Collected data entries:
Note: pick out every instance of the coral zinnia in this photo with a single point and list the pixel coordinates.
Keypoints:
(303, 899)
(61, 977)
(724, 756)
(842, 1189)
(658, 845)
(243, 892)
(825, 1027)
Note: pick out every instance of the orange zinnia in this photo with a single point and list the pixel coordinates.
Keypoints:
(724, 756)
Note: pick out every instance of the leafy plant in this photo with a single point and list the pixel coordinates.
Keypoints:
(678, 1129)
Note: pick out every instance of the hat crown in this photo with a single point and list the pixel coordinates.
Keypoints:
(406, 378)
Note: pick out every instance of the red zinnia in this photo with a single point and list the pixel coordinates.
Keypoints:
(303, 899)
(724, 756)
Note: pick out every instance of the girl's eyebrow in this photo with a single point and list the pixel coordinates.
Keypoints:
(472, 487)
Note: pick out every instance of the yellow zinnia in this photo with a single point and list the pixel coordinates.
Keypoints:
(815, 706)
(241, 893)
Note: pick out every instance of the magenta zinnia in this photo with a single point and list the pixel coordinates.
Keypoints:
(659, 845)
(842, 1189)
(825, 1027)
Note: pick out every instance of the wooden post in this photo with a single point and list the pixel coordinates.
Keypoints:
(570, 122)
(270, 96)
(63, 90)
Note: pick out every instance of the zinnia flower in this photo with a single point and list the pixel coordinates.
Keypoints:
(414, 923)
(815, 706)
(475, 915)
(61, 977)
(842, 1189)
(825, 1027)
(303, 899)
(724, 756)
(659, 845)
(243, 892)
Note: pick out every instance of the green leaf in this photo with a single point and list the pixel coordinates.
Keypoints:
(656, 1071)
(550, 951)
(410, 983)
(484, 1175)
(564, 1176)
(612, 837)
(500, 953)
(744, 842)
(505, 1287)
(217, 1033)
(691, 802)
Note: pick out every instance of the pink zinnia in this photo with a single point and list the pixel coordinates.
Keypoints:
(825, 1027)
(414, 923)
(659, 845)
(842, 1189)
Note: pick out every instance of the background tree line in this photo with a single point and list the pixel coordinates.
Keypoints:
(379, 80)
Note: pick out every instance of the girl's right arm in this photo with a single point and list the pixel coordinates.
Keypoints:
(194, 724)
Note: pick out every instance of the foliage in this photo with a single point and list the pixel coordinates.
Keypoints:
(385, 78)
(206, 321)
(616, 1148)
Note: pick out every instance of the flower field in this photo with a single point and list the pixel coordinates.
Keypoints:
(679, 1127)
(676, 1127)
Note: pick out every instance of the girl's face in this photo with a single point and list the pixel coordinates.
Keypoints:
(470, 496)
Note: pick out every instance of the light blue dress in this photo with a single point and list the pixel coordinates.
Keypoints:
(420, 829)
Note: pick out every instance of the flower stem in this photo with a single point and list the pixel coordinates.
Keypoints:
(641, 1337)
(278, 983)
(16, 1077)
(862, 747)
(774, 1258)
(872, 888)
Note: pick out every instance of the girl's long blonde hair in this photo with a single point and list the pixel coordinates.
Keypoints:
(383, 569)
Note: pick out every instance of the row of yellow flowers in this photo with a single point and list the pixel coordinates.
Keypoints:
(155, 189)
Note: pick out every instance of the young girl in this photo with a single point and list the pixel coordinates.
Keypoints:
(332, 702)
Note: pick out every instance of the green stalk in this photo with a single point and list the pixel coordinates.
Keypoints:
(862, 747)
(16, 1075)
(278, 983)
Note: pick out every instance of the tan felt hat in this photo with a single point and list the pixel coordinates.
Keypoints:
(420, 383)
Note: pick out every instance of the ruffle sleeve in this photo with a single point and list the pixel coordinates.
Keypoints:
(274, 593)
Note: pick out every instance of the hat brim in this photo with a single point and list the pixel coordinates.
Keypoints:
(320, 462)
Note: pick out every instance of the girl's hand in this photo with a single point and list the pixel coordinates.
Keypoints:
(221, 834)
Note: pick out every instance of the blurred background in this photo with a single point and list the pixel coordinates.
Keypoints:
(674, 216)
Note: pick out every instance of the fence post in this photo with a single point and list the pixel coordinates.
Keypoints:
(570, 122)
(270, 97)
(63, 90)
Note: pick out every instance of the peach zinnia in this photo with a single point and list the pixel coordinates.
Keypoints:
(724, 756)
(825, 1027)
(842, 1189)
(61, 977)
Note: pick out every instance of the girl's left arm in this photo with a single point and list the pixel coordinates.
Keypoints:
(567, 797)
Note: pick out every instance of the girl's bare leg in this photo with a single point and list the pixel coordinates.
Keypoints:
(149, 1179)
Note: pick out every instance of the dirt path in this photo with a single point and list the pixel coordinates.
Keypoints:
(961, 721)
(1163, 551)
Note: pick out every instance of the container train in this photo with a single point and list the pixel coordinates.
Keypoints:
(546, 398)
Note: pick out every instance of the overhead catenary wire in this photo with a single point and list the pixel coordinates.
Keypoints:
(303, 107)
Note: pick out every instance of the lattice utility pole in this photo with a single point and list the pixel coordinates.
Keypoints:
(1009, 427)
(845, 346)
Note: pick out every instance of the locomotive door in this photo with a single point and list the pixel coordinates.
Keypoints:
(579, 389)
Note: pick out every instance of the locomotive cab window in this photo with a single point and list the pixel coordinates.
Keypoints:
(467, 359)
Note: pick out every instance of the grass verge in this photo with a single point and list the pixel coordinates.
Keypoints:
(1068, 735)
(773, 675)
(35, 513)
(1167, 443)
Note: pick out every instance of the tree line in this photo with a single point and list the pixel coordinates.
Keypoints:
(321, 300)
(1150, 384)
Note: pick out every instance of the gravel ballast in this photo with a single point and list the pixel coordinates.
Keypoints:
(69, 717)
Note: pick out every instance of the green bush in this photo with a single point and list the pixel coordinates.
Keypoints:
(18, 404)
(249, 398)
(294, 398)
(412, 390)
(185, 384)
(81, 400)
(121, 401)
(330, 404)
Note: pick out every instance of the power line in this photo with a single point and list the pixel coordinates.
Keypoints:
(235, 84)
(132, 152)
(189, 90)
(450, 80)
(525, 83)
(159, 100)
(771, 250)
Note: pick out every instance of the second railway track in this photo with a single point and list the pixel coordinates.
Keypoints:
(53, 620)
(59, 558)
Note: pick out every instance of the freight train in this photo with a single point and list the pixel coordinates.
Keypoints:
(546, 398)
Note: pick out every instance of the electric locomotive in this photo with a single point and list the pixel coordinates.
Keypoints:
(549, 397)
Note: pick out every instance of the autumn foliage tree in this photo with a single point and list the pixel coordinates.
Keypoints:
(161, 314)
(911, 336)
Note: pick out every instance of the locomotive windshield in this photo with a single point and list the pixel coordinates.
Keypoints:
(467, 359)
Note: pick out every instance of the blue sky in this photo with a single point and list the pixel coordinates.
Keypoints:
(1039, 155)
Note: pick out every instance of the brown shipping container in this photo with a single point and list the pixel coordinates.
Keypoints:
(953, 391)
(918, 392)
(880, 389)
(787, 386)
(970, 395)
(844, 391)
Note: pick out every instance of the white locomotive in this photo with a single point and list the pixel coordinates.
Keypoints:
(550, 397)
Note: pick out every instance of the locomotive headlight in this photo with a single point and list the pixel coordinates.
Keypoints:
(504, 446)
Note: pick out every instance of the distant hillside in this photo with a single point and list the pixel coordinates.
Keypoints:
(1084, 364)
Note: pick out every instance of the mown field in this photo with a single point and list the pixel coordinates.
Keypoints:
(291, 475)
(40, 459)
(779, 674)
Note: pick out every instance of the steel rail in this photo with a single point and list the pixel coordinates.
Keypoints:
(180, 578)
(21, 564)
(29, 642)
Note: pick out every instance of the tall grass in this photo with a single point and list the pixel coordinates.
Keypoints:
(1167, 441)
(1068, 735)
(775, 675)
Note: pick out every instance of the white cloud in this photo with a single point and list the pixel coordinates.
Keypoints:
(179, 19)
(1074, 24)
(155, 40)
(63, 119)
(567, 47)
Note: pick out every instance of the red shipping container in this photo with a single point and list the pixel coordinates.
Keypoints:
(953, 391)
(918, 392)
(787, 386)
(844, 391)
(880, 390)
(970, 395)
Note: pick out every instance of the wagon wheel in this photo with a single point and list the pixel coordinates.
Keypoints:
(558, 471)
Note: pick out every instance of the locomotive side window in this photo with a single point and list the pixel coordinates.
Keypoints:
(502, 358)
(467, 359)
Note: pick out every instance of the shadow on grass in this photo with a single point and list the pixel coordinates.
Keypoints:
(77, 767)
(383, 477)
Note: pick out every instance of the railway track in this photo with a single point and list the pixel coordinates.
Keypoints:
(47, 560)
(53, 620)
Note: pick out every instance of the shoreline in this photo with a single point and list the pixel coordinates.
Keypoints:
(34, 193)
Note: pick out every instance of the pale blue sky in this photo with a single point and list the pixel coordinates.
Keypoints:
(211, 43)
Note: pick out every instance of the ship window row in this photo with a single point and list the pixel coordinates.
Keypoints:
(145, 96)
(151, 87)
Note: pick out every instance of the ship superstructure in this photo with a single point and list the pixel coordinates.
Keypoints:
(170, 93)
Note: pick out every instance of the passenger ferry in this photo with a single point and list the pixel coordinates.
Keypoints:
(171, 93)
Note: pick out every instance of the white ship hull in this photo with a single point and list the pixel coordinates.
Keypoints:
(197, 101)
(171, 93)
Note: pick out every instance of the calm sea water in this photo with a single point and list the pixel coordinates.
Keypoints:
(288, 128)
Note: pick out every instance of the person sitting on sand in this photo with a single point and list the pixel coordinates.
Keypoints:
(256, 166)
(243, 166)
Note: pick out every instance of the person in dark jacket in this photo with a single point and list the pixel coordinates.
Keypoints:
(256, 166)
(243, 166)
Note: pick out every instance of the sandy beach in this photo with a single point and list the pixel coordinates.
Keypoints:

■ **DESCRIPTION OF THE TASK**
Transcribe each line of the data above, unaltered, from the one where "Note: pick out every instance of the zinnia" appears to the one where "Note: pick out every instance of the background" appears, inclusive of both.

■ **SOLUTION TO THE EXERCISE**
Note: pick out every instance of the zinnia flower in this photo with a single point and list the pixel coordinates.
Keypoints:
(414, 923)
(815, 706)
(475, 915)
(61, 977)
(842, 1189)
(825, 1027)
(303, 899)
(724, 756)
(659, 845)
(243, 892)
Note: pick out every instance of the green leaf in this photo with a single point and list the pixel coordinates.
Keypoints:
(656, 1071)
(550, 951)
(410, 983)
(484, 1175)
(564, 1176)
(612, 837)
(500, 953)
(744, 842)
(505, 1287)
(217, 1033)
(691, 802)
Note: pick out every instance of the pink zinnia in this photo with a single point and list the pixel coordinates.
Keypoints:
(825, 1027)
(414, 923)
(659, 845)
(842, 1189)
Note: pick out every instance of the background tree line in this photo with a single point and list the pixel coordinates.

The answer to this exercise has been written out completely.